**PAGE TEXT:**
══════════

In sheep farming, "herding" is the act of getting all the sheep to move in the same direction, preferably the one the farmer wants. Sometimes, dogs are trained to help out. In polling, "herding" is the act of looking at all the other polls and then somehow massaging your data to make it look more like the other ones. In sheep farming, herding is good. In polling, herding is bad.
Nate Silver used to run his own show, then went to work for The New York Times, then for ABC News, and is now back to running his own show, Silver Bulletin. He just wrote an interesting column about herding, complete with an illustrative photo of it in one of these two domains:
Silver analyzed the polling data for October in the seven swing states, ran some math on them, and concluded that there should be more outliers. Basically, in a sample with a mean (average) M and a standard deviation S, 95% of the data should fall between M-2S and M+2S. Five percent should be outliers, half below M-2S and half above M+2S. He didn't observe this in the data. When pollsters quote a margin of error of 4, this is (by convention) two standard deviations. In polling terms, 2.5% of the time the true mean will be outside the margin of error on the high side and 2.5% of the time it will be outside the margin of error on the low side. This has nothing to do with bad polling methodology or shy voters. It's just math and also applies when estimating the number of pages in a library book by sampling 1,000 books in a library. Sometimes you get a freaky sample and the mean is way off. This is normal and expected.

══════════

Location labeling entries
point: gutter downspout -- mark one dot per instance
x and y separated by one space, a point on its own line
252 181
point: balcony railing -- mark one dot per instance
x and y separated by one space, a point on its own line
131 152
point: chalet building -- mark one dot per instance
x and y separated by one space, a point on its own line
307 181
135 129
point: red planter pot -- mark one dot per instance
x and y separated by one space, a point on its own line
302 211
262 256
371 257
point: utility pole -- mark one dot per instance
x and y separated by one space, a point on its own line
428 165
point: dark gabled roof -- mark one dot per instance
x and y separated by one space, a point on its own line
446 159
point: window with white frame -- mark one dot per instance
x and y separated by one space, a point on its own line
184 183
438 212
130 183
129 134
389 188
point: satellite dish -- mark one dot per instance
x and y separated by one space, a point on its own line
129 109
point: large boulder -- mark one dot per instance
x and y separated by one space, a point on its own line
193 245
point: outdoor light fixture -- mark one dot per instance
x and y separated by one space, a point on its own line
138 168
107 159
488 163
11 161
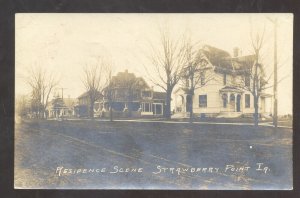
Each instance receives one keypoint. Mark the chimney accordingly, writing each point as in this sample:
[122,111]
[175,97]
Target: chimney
[235,52]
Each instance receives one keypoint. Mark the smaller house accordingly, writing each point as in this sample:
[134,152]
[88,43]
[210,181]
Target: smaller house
[82,108]
[61,107]
[128,96]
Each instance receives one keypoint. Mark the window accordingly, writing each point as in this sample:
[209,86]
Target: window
[202,78]
[146,107]
[247,81]
[202,100]
[146,94]
[224,79]
[247,100]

══════════

**TASKS TO COMPLETE:**
- 1) In the article on herding in polling, what does a pollster's quoted margin of error of 4 represent by convention?
- 2) Retype all of the location labeling entries line for line, leaving the pictures out.

**CORRECT ANSWERS:**
- 1) Two standard deviations.

- 2)
point: gutter downspout -- mark one dot per instance
x and y separated by one space, a point on its own line
252 181
point: balcony railing -- mark one dot per instance
x and y separated by one space, a point on its own line
131 152
point: chalet building -- mark one dot per instance
x and y separated by one space, a point on its own line
307 181
135 129
point: red planter pot -- mark one dot per instance
x and y separated by one space, a point on its own line
302 211
262 256
371 257
point: utility pole -- mark one dot per instance
x and y separated by one space, a point on its own line
428 165
point: dark gabled roof -- mark one dot per instance
x and y separated by one space, a point on its own line
446 159
point: window with white frame -- mark one dot per instance
x and y separated by one space, a point on its own line
184 183
438 212
130 183
129 134
389 188
point: satellite dish -- mark one dot per instance
x and y separated by one space, a point on its own line
129 109
point: large boulder -- mark one dot per instance
x and y separated by one space, a point on its own line
193 245
point: outdoor light fixture -- mark one dot per instance
x and y separated by one space, a point on its own line
138 168
107 159
488 163
11 161
Each instance receives one keypoint. Mark the chimney accordingly, writing each point as in this sample:
[122,111]
[175,97]
Target: chimney
[235,52]
Each instance receives one keypoint. Mark the smaller house accordingly, writing each point as in this sample:
[134,152]
[88,43]
[210,181]
Target: smaller house
[82,108]
[61,107]
[128,96]
Each instance receives one keypoint. Mark the window accordingly, writing each point as in this sample:
[209,86]
Target: window
[202,78]
[146,107]
[247,81]
[202,100]
[146,94]
[224,79]
[247,100]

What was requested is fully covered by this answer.